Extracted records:
-- begin --

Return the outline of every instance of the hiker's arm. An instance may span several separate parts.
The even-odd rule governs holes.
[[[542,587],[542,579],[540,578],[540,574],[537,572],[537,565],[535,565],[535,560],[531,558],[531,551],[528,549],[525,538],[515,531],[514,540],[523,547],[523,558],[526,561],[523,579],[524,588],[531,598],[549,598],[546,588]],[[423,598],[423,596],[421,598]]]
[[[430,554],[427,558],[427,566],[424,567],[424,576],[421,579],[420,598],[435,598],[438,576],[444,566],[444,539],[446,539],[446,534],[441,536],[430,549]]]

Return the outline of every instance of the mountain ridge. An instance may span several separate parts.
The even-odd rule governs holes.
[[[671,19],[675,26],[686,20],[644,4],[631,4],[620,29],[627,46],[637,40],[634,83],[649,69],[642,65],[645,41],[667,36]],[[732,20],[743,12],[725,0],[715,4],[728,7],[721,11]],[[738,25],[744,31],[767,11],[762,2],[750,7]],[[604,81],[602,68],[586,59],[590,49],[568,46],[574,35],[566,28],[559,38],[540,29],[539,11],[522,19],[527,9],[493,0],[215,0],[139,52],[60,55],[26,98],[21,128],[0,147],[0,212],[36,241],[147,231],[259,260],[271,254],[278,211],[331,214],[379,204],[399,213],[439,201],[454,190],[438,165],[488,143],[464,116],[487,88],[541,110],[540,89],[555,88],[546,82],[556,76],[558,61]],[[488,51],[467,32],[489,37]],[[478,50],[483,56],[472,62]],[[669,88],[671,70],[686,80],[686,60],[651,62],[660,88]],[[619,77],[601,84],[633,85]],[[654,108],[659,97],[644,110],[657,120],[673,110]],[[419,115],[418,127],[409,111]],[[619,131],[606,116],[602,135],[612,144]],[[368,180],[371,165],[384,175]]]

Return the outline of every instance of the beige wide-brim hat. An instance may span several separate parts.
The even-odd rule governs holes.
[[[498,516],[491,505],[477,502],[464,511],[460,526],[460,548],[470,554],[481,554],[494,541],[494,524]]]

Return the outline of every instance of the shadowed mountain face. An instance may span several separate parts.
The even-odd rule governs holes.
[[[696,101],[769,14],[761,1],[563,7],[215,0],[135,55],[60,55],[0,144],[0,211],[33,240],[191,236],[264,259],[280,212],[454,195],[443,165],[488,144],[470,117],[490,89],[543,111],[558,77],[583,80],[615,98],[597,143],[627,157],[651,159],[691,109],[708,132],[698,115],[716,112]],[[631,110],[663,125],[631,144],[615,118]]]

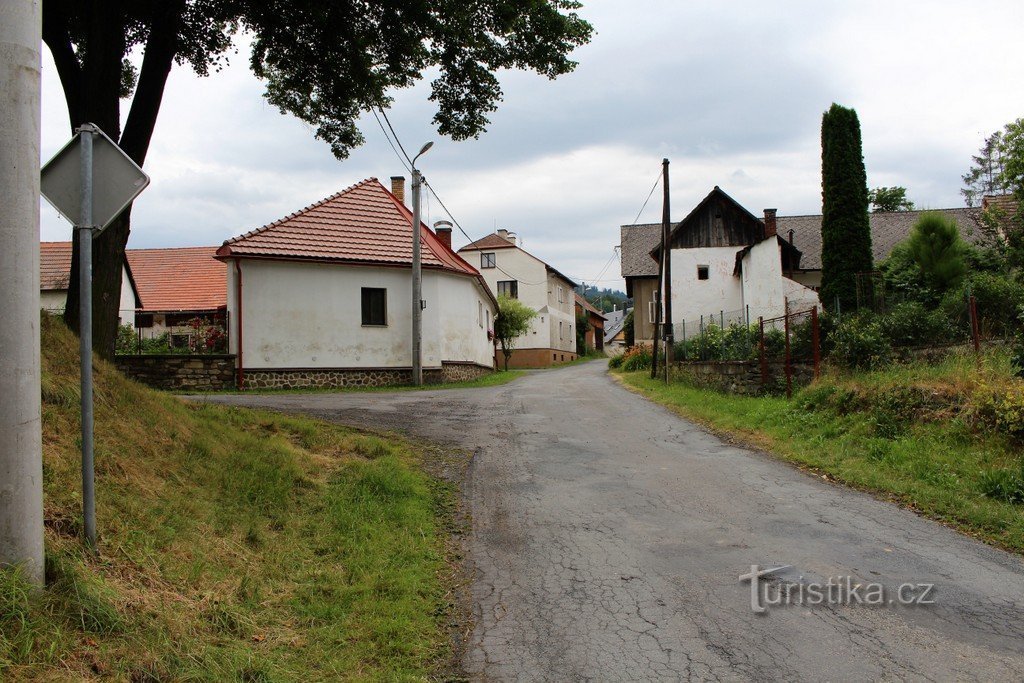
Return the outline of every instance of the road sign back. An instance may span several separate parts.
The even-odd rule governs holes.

-- end --

> **Instructions to follow**: Write out again the lines from the one with "Return the outline of every instance of the beige" through the end of the records exactly, without any of the pictures.

> **Result for this exercise**:
Return the outline of every instance of the beige wide-brim hat. An instance may span several separate parts.
The even-odd rule governs holes.
[[[498,516],[491,505],[477,502],[464,511],[460,526],[460,548],[470,554],[481,554],[494,541],[494,524]]]

Return the outline of every instance of the shadowed mountain face. An instance may span several separate parts.
The even-odd rule governs holes.
[[[696,101],[769,14],[761,1],[563,7],[215,0],[135,55],[60,55],[0,144],[0,211],[33,240],[191,236],[264,259],[280,212],[454,195],[443,165],[488,144],[470,117],[490,89],[543,111],[558,77],[583,80],[615,98],[597,143],[627,157],[651,159],[691,109],[708,132],[698,115],[716,112]],[[631,110],[663,125],[631,144],[615,118]]]

Return the outline of every instance of the road sign back. An instance may span several separate parts.
The even-odd rule governs holes.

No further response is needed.